Cosa fare:
#1 Rispondi a queste domande sul comunicato sull'Ispra:
(a) Da quanti giorni i precari occupano il tetto della sede?
(b) In quale via si trova la sede occupata?
(c) Chi è a capo dell'ente?
#2 Nel comunicato sull'Ispra, elenca tutte le parole con l'iniziale maiuscola che formano il nome per esteso dell'istituto.

Comunicati

Ispra: a Natale precari sul tetto e cancelli chiusi

La rigidità  della struttura commissariale che gestisce l’Ispra (Istituto Superiore per la Protezione e la Ricerca Ambientale) non si allenta nemmeno a Natale: dal pomeriggio del 24 dicembre i precari dell’Istituto, che da 32 giorni occupano il tetto della sede di via Casalotti per protestare contro i licenziamenti annunciati per fine anno, sono isolati dall’esterno, dopo un avviso al personale del prefetto Vincenzo Grimaldi (a capo dell’ente), che ha stabilito rigide limitazioni all’accesso in sede per il periodo festivo.

Record del dataset:
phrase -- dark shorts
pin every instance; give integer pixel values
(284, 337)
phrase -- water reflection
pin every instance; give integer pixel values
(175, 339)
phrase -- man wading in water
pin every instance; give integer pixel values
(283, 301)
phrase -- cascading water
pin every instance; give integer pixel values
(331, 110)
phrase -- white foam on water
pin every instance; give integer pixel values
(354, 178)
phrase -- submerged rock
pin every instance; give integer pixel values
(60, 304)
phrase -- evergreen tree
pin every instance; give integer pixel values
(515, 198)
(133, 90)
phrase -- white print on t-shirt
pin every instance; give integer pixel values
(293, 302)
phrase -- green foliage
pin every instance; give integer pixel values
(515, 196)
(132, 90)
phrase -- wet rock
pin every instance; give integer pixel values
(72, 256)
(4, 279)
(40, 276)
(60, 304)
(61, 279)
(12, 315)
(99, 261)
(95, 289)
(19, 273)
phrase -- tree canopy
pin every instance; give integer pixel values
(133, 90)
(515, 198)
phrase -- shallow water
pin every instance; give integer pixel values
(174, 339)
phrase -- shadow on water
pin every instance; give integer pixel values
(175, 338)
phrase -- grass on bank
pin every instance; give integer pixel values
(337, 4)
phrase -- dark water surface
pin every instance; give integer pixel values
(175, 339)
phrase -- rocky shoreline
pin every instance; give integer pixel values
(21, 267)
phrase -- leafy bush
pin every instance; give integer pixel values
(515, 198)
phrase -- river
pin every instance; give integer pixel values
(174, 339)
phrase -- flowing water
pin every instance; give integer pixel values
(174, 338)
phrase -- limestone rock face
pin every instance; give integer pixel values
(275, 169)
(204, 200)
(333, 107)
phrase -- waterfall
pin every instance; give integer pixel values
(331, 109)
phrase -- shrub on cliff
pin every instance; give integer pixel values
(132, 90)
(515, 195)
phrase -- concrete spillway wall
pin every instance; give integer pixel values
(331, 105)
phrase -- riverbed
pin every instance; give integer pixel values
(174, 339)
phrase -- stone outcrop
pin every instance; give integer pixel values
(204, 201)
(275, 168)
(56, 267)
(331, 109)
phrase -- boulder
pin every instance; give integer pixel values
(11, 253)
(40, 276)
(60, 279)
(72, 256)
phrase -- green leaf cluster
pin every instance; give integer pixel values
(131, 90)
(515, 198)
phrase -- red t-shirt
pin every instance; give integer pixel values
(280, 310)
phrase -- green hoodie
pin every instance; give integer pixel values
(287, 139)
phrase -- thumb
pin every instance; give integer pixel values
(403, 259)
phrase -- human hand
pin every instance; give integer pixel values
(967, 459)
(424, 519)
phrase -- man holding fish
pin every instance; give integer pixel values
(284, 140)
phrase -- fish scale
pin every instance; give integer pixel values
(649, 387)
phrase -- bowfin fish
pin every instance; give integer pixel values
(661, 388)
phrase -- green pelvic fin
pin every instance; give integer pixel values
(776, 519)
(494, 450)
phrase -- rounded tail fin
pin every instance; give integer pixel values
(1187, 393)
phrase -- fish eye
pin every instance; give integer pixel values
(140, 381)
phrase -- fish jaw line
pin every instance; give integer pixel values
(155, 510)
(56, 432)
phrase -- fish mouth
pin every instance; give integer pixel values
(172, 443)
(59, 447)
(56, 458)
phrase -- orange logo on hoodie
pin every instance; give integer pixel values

Soluzioni dell'esercizio:
#1
(a) Da 32 giorni.
(b) In via Casalotti.
(c) Il prefetto Vincenzo Grimaldi.

#2 Istituto, Superiore, Protezione, Ricerca, Ambientale